== Problem ==
Print the whole listing exactly.

== Data for the task ==
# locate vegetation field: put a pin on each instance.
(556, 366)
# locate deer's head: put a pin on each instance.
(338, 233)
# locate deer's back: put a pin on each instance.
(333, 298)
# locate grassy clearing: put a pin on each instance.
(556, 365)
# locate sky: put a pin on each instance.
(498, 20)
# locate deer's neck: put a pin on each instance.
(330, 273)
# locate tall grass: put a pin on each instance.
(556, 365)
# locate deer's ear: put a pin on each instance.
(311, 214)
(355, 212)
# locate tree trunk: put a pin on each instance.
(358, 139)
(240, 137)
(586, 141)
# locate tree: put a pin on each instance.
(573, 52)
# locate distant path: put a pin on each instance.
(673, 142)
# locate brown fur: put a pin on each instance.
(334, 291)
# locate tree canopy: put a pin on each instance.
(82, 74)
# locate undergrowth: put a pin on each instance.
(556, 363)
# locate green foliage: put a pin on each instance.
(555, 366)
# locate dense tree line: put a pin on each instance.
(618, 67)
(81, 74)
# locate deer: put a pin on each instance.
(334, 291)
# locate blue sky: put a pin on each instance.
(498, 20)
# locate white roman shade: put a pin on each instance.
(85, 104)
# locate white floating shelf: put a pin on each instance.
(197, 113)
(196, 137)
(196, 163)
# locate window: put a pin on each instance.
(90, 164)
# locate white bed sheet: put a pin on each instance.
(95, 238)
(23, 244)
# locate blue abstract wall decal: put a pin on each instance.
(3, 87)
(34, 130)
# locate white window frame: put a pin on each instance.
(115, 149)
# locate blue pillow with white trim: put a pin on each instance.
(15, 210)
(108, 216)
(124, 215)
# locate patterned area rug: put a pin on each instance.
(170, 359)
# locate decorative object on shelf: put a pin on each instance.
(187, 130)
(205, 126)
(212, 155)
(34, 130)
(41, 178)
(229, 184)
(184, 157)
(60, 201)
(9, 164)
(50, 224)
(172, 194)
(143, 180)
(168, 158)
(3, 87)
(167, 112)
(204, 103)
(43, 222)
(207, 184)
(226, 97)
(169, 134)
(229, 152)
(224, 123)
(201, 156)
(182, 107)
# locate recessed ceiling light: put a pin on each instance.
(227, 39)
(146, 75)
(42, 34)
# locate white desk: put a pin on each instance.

== Result of the task ==
# locate vegetation field: put a pin on each instance.
(556, 366)
# locate deer's head: put a pin on each instance.
(338, 233)
# locate deer's back: put a pin on each instance.
(333, 298)
# locate grassy clearing: put a pin on each instance.
(556, 365)
# locate sky: put a pin on each instance.
(498, 20)
# locate deer's neck: put a pin on each instance.
(330, 273)
# locate tall grass: put a pin on each instance.
(556, 365)
# locate deer's ear: put a pin on each instance.
(311, 214)
(355, 212)
# locate tree trunk: put a pin on each instance.
(358, 139)
(240, 137)
(586, 141)
# locate tree: put a pin on each instance.
(573, 52)
# locate distant path: put a pin on each instance.
(673, 142)
# locate brown fur: put a pin on each instance.
(334, 291)
# locate tree canopy: put a pin on each instance.
(82, 74)
# locate undergrowth: put a pin on each instance.
(556, 363)
# locate green foliage: put a pin on each instance.
(555, 366)
# locate dense tree line: put a pin on each instance.
(618, 67)
(81, 74)
# locate deer: put a pin on each instance.
(334, 291)
# locate blue sky: put a pin on each instance.
(498, 20)
# locate white roman shade: put a pin on each instance.
(85, 104)
# locate white floating shelf: put a pin on each instance.
(197, 113)
(196, 137)
(196, 163)
# locate window: put a pin on each instance.
(90, 164)
# locate white bed sheet: put a pin on each instance.
(95, 238)
(23, 244)
# locate blue abstract wall decal: put a pin on each instance.
(3, 87)
(34, 130)
# locate white window frame: put a pin on each instance.
(115, 149)
# locate blue pillow with white trim: put a pin on each instance.
(15, 210)
(108, 216)
(124, 215)
# locate patterned area rug: put a pin on each instance.
(170, 359)
# locate decorative object on shelf: put a pin on each instance.
(187, 130)
(205, 126)
(212, 155)
(34, 130)
(41, 178)
(229, 184)
(184, 157)
(60, 201)
(9, 164)
(50, 224)
(172, 194)
(143, 180)
(168, 158)
(3, 87)
(167, 112)
(204, 103)
(43, 222)
(207, 184)
(226, 97)
(169, 134)
(229, 152)
(224, 123)
(201, 156)
(182, 107)
# locate recessed ceiling light: put a pin on each instance.
(227, 39)
(146, 75)
(42, 34)
# locate white desk: put a pin on each instance.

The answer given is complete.